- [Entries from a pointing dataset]
——

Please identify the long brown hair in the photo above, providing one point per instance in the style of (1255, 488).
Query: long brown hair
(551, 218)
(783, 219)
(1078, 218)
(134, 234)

——

- [Instructions to follow]
Lay out every line of the material above as a JSON list of strings, one string per line, leaving out any blank lines.

- [Task response]
[
  "Please identify the long brown hair in the photo above, providing one point per instance in the style of (1255, 488).",
  "Query: long brown hair",
  "(551, 218)",
  "(783, 219)",
  "(1078, 218)",
  "(134, 234)"
]